TASK DETAILS: Reproduce every entry exactly as written.

PROVIDED INFORMATION:
[Start of Attachment]

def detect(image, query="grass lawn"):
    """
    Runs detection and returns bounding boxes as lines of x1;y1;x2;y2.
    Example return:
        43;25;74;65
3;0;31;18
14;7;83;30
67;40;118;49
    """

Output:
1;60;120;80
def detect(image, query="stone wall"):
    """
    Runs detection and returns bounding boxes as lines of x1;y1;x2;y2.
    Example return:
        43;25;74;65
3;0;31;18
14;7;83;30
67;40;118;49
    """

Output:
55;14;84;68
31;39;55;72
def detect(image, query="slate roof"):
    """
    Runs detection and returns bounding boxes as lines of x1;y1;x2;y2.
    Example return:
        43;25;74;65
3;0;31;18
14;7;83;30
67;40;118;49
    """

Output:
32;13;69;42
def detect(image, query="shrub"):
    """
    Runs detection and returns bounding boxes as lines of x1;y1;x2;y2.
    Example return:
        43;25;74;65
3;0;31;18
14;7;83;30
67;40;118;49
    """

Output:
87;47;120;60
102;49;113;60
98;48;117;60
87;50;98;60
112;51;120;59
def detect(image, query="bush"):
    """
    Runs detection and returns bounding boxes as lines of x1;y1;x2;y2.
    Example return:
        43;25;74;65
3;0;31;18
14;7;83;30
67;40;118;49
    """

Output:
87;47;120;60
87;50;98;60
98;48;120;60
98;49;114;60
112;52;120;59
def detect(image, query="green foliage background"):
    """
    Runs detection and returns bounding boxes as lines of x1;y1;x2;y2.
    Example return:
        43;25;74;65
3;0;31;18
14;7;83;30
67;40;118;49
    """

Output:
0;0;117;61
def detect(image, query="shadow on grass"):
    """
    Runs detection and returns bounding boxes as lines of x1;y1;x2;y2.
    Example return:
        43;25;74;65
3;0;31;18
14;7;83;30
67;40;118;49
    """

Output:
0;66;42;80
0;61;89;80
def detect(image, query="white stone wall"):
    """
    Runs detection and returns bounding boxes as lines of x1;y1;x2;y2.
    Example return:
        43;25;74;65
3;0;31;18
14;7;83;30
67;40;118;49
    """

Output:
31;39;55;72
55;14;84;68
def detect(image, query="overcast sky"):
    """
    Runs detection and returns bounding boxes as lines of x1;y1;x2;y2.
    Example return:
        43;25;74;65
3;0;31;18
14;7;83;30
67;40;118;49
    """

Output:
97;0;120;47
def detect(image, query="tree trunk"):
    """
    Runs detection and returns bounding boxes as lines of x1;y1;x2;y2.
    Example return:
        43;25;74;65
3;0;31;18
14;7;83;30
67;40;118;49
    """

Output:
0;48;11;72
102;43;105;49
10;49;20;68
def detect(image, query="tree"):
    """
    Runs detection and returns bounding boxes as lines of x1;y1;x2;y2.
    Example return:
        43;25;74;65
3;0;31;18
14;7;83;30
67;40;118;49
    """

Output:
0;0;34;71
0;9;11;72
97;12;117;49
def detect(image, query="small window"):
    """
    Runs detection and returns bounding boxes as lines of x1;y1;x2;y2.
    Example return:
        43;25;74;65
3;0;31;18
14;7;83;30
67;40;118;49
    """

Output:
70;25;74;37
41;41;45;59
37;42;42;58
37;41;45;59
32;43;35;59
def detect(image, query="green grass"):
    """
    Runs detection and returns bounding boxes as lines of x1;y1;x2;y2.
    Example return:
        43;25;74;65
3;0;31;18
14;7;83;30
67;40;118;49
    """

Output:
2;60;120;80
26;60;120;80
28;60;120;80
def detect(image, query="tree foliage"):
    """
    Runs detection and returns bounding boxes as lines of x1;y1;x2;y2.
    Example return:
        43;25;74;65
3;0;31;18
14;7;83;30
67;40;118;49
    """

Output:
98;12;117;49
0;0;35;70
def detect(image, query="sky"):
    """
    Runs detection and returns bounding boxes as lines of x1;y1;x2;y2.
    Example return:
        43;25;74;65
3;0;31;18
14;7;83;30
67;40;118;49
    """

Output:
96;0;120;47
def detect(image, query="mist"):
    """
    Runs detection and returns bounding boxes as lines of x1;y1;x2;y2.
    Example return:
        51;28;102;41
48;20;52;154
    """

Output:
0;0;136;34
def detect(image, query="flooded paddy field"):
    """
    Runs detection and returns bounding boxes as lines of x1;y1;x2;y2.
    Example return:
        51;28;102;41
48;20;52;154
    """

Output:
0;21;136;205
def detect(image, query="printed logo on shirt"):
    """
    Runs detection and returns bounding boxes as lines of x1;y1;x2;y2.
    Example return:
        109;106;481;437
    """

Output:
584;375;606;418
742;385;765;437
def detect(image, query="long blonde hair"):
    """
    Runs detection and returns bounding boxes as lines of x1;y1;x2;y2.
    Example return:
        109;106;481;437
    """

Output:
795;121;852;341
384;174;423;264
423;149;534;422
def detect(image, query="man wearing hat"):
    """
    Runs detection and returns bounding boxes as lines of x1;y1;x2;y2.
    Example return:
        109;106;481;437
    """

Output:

[End of Attachment]

RESULT BELOW:
def detect(image, query="grass lawn"):
    """
    Runs detection and returns bounding boxes as lines of x1;y1;x2;y2.
    Example return:
        43;25;74;65
3;0;31;18
14;7;83;30
67;40;118;49
    """

Output:
1;60;120;80
def detect(image, query="stone wall"):
    """
    Runs detection and returns bounding boxes as lines of x1;y1;x2;y2.
    Example return:
        43;25;74;65
3;0;31;18
14;7;83;30
67;40;118;49
    """

Output:
55;14;84;68
31;39;55;72
def detect(image, query="slate roof"):
    """
    Runs detection and returns bounding boxes as lines of x1;y1;x2;y2.
    Example return:
        43;25;74;65
3;0;31;18
14;7;83;30
67;40;118;49
    """

Output:
32;13;69;42
def detect(image, query="shrub"):
    """
    Runs detection and returns bounding boxes as lines of x1;y1;x2;y2.
    Example return:
        43;25;74;65
3;0;31;18
14;7;83;30
67;40;118;49
    """

Output:
87;47;120;60
102;49;113;60
98;48;117;60
87;50;98;60
112;51;120;59
def detect(image, query="bush"):
    """
    Runs detection and returns bounding boxes as lines of x1;y1;x2;y2.
    Example return:
        43;25;74;65
3;0;31;18
14;7;83;30
67;40;118;49
    """

Output:
87;47;120;60
87;50;98;60
98;48;120;60
98;49;114;60
112;52;120;59
def detect(image, query="green foliage background"):
    """
    Runs detection and returns bounding boxes as lines of x1;y1;x2;y2.
    Example return:
        43;25;74;65
3;0;31;18
14;7;83;30
67;40;118;49
    """

Output:
0;0;117;61
def detect(image, query="shadow on grass"):
    """
    Runs detection and returns bounding boxes as lines of x1;y1;x2;y2.
    Example return:
        43;25;74;65
3;0;31;18
14;7;83;30
67;40;118;49
    """

Output:
0;66;42;80
0;61;89;80
def detect(image, query="white stone wall"):
    """
    Runs detection and returns bounding boxes as lines of x1;y1;x2;y2.
    Example return:
        43;25;74;65
3;0;31;18
14;7;83;30
67;40;118;49
    """

Output:
31;39;55;72
55;14;84;68
def detect(image, query="overcast sky"):
    """
    Runs detection and returns bounding boxes as lines of x1;y1;x2;y2.
    Example return:
        43;25;74;65
3;0;31;18
14;7;83;30
67;40;118;49
    """

Output:
97;0;120;47
def detect(image, query="tree trunk"):
    """
    Runs detection and returns bounding boxes as lines of x1;y1;x2;y2.
    Example return:
        43;25;74;65
3;0;31;18
14;7;83;30
67;40;118;49
    """

Output:
0;48;11;72
102;43;105;49
10;49;20;68
def detect(image, query="tree"):
    """
    Runs detection and returns bounding boxes as lines of x1;y1;x2;y2.
    Example return:
        43;25;74;65
3;0;31;18
14;7;83;30
67;40;118;49
    """

Output:
0;0;34;71
0;9;11;72
97;12;117;49
def detect(image, query="small window"):
    """
    Runs detection and returns bounding boxes as lines of x1;y1;x2;y2.
    Example return:
        43;25;74;65
3;0;31;18
14;7;83;30
67;40;118;49
    """

Output:
70;25;74;37
41;41;45;59
37;42;42;58
37;41;45;59
32;43;35;59
def detect(image, query="green grass"):
    """
    Runs detection and returns bounding boxes as lines of x1;y1;x2;y2.
    Example return:
        43;25;74;65
3;0;31;18
14;7;83;30
67;40;118;49
    """

Output:
2;60;120;80
26;60;120;80
28;60;120;80
def detect(image, query="tree foliage"):
    """
    Runs detection and returns bounding boxes as lines of x1;y1;x2;y2.
    Example return:
        43;25;74;65
3;0;31;18
14;7;83;30
67;40;118;49
    """

Output:
98;12;117;49
0;0;35;70
def detect(image, query="sky"):
    """
    Runs detection and returns bounding boxes as lines of x1;y1;x2;y2.
    Example return:
        43;25;74;65
3;0;31;18
14;7;83;30
67;40;118;49
    """

Output:
96;0;120;47
def detect(image, query="mist"):
    """
    Runs detection and returns bounding boxes as lines of x1;y1;x2;y2.
    Example return:
        51;28;102;41
48;20;52;154
    """

Output:
0;0;136;34
def detect(image, query="flooded paddy field"):
    """
    Runs detection and returns bounding boxes as lines of x1;y1;x2;y2.
    Example return:
        51;28;102;41
48;20;52;154
    """

Output:
0;21;136;205
def detect(image, query="printed logo on shirt"):
    """
    Runs detection and returns bounding boxes as lines of x1;y1;x2;y2.
    Example return:
        109;106;481;437
    """

Output:
584;375;606;418
742;385;765;437
def detect(image, query="long blonde hair"):
    """
    Runs detection and returns bounding boxes as lines of x1;y1;x2;y2.
    Example return:
        109;106;481;437
    """

Output:
795;121;852;341
384;174;423;264
423;149;534;422
def detect(image, query="man wearing hat"):
    """
    Runs detection and returns bounding boxes as lines of x1;y1;x2;y2.
    Example return:
        109;106;481;437
    """

Output:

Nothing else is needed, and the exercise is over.